- WHAT TO PRODUCE: Rewrite the data below, putting "field crew" wherever "research team" appears and leaving everything else unchanged.

- Excerpt from a dataset:
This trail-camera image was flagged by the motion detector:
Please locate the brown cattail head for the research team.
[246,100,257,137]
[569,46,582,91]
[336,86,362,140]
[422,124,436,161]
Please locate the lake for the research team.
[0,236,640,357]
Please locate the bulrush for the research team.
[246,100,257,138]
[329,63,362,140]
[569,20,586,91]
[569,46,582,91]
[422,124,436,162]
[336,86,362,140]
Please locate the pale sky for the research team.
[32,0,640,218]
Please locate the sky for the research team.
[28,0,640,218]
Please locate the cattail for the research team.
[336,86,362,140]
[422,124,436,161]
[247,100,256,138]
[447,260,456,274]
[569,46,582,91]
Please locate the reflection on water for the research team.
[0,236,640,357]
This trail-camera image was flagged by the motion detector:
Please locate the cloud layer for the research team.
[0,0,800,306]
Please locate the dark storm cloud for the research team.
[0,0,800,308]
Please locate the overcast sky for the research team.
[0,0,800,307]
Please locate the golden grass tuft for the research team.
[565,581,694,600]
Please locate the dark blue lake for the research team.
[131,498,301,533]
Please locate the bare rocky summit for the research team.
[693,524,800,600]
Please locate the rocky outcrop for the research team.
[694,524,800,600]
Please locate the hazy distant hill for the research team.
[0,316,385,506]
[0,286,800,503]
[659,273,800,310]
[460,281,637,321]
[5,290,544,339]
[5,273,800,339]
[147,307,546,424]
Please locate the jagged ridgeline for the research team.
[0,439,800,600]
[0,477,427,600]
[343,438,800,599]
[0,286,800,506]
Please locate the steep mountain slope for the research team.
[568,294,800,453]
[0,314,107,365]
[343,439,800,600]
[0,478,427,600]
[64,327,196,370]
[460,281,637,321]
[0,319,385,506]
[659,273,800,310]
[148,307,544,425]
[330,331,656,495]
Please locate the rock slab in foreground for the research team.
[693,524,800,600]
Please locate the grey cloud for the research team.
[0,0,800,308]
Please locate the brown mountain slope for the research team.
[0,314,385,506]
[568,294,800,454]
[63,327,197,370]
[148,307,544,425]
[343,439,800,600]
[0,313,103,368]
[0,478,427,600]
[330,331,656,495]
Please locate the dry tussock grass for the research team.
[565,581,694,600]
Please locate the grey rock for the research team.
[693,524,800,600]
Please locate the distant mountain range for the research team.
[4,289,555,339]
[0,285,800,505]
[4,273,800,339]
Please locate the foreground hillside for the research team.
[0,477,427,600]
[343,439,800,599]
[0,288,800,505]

- WRITTEN SOLUTION:
This trail-camera image was flagged by the motion detector:
Please locate the brown cattail head for the field crew.
[246,100,257,137]
[569,46,582,91]
[336,86,362,140]
[422,124,436,161]
Please locate the lake for the field crew.
[0,236,640,357]
Please locate the bulrush for the field crew.
[246,100,257,138]
[329,63,362,140]
[569,20,586,91]
[569,46,582,91]
[422,124,436,162]
[336,86,362,140]
Please locate the pale sky for the field crew.
[32,0,640,218]
Please locate the sky for the field crew.
[28,0,640,218]
Please locate the cattail for the field crew.
[336,86,362,140]
[422,124,436,161]
[247,100,256,138]
[447,260,456,274]
[569,46,582,91]
Please locate the reflection on water for the field crew.
[0,236,640,357]
This trail-camera image was flagged by the motion detector:
Please locate the cloud layer for the field crew.
[0,0,800,306]
Please locate the dark storm cloud for the field crew.
[0,0,800,308]
Please locate the overcast sky for the field crew.
[0,0,800,307]
Please locate the golden grass tuft for the field crew.
[565,581,694,600]
Please locate the dark blue lake for the field crew.
[131,498,301,533]
Please locate the bare rocky summit for the field crew.
[693,524,800,600]
Please locate the rocky outcrop for the field crew.
[694,524,800,600]
Please locate the hazy distant hill for the field crew.
[0,316,385,506]
[0,286,800,503]
[659,273,800,310]
[460,281,637,321]
[5,290,544,339]
[5,273,800,339]
[147,307,546,424]
Please locate the jagged ridgeline for the field crew.
[0,439,800,600]
[0,477,427,600]
[343,438,800,599]
[0,286,800,506]
Please locate the steep mountain slope for the field crew.
[568,294,800,453]
[0,314,107,365]
[343,439,800,600]
[0,478,427,600]
[64,327,196,370]
[460,281,637,321]
[0,319,385,506]
[659,273,800,310]
[148,307,544,425]
[330,331,656,495]
Please locate the rock slab in foreground for the field crew.
[693,524,800,600]
Please locate the grey cloud for the field crew.
[0,0,800,308]
Please locate the brown mountain slope for the field crew.
[0,314,385,506]
[568,294,800,454]
[63,327,197,370]
[148,307,544,425]
[343,439,800,600]
[0,313,103,368]
[0,478,427,600]
[330,331,656,495]
Please locate the dry tussock grass for the field crew.
[565,581,694,600]
Please locate the grey rock for the field crew.
[693,524,800,600]
Please locate the distant mountain range for the field crew.
[4,289,555,339]
[0,285,800,505]
[4,273,800,339]
Please locate the foreground hillside for the field crew.
[0,477,427,600]
[343,439,800,599]
[0,288,800,505]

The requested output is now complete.